***** Data shown *****

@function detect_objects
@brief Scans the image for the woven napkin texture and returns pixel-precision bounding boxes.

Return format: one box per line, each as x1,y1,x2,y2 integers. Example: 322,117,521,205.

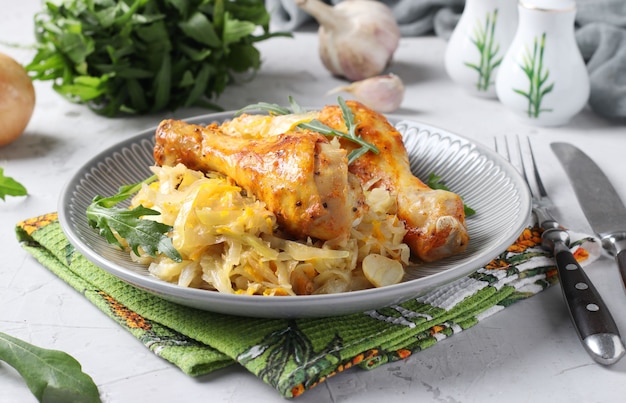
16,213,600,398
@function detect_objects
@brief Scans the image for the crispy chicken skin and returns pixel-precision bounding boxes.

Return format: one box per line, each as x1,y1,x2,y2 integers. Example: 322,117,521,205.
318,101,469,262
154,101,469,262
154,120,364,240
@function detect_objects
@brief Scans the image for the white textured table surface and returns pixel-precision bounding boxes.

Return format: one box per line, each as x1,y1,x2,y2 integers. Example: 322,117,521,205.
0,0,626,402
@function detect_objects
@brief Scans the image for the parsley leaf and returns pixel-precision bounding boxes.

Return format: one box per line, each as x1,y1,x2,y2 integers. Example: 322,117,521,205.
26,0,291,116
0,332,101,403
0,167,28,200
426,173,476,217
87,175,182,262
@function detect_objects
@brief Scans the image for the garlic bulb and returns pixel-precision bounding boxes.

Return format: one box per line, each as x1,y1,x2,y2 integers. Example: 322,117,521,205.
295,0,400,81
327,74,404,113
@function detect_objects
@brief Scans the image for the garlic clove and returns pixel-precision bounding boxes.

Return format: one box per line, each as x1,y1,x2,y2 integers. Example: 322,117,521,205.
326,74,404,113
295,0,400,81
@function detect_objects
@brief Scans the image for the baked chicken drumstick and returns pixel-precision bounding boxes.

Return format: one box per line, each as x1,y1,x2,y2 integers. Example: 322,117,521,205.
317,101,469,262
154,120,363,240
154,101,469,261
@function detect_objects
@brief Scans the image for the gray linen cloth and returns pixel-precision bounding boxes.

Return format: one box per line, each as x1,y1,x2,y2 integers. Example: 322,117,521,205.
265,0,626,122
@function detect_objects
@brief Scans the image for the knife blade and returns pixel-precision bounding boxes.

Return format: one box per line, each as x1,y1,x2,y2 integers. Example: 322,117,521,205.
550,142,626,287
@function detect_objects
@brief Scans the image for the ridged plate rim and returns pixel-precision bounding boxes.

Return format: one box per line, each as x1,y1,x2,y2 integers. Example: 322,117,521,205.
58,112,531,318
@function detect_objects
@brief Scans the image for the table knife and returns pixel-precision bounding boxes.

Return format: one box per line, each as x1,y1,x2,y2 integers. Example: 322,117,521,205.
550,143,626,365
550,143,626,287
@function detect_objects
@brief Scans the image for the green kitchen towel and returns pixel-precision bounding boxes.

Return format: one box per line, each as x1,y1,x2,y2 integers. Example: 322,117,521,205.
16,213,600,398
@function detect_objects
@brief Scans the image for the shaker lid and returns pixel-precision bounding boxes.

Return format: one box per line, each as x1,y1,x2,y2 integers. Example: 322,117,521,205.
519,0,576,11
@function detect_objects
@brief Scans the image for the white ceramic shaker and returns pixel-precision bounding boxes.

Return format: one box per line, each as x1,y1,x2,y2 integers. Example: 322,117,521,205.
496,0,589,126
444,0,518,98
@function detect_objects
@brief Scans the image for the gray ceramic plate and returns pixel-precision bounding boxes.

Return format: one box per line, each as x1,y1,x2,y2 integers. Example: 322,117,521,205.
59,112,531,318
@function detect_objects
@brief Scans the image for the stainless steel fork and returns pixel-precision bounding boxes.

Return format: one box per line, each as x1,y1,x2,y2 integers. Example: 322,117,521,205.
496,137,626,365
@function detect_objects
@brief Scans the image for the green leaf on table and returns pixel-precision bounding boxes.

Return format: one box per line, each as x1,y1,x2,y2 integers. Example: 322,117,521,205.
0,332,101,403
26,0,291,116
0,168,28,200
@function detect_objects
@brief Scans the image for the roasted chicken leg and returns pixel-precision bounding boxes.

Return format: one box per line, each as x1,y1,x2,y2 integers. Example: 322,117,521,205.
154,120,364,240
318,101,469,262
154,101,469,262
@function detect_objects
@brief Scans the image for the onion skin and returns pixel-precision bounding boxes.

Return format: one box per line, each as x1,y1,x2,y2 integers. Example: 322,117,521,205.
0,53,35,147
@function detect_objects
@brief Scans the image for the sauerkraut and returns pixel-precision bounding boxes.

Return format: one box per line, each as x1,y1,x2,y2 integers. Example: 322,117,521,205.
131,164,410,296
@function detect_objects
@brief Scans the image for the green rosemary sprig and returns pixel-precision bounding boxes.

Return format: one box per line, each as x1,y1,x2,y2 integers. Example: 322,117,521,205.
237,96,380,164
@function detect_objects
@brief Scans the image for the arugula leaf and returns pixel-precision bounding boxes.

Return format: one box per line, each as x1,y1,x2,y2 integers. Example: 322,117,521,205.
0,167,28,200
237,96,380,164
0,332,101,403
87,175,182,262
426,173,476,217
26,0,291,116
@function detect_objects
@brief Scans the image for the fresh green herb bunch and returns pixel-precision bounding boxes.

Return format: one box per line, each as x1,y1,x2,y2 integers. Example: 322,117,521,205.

*****

Job
Please turn the items from the start through the line containing "265,0,626,122" into a numbered list, leaving out blank lines and the pictures.

Reply
1. @function detect_objects
2. @brief Scans the image for the woven napkin texture and returns pixel-precision bounding boxes.
3. Return format: one box per line, each as x1,y1,x2,y2 integers. Example: 322,117,521,205.
4. 16,213,600,398
5. @function detect_objects
6. @brief Scans the image for the crispy chicken skin and returns pixel-precision bounding boxes.
7. Return format: one box per line, each as x1,y1,x2,y2 integers. Example: 322,117,521,205.
8. 318,101,469,262
9. 154,101,469,262
10. 154,120,364,240
11. @function detect_objects
12. @brief Scans the image for the white textured table surface and returns pixel-precision bounding boxes.
13. Return format: one box per line, each as x1,y1,x2,y2 integers. Example: 322,117,521,205.
14. 0,0,626,402
15. @function detect_objects
16. @brief Scans the image for the parsley leaf and returns pixel-precision bounding boxes.
17. Return format: one box per line, each as x1,y1,x2,y2 integers. Example: 322,117,521,205.
18. 26,0,291,116
19. 0,332,101,403
20. 0,167,28,200
21. 426,173,476,217
22. 87,175,182,262
23. @function detect_objects
24. @brief Scans the image for the garlic bulb and returns pixel-precision bounding boxes.
25. Return format: one box per line, each as x1,y1,x2,y2 integers. Example: 322,117,521,205.
26. 295,0,400,81
27. 327,74,404,113
28. @function detect_objects
29. @brief Scans the image for the garlic clove and returns pixel-precision bounding boxes.
30. Return format: one box per line, each as x1,y1,x2,y2 integers. Example: 322,117,521,205.
31. 326,74,404,113
32. 295,0,400,81
33. @function detect_objects
34. @brief Scans the image for the baked chicken drumstick and returns pixel-precision bounding boxes.
35. Return format: one box per line, each as x1,y1,x2,y2 integers. Example: 322,117,521,205.
36. 317,101,469,262
37. 154,120,363,240
38. 154,101,469,261
39. @function detect_objects
40. @brief Scans the image for the gray linen cloth and returns pixel-precision bounding boxes.
41. Return format: one box per line, each as x1,y1,x2,y2 integers. Example: 322,117,521,205.
42. 265,0,626,122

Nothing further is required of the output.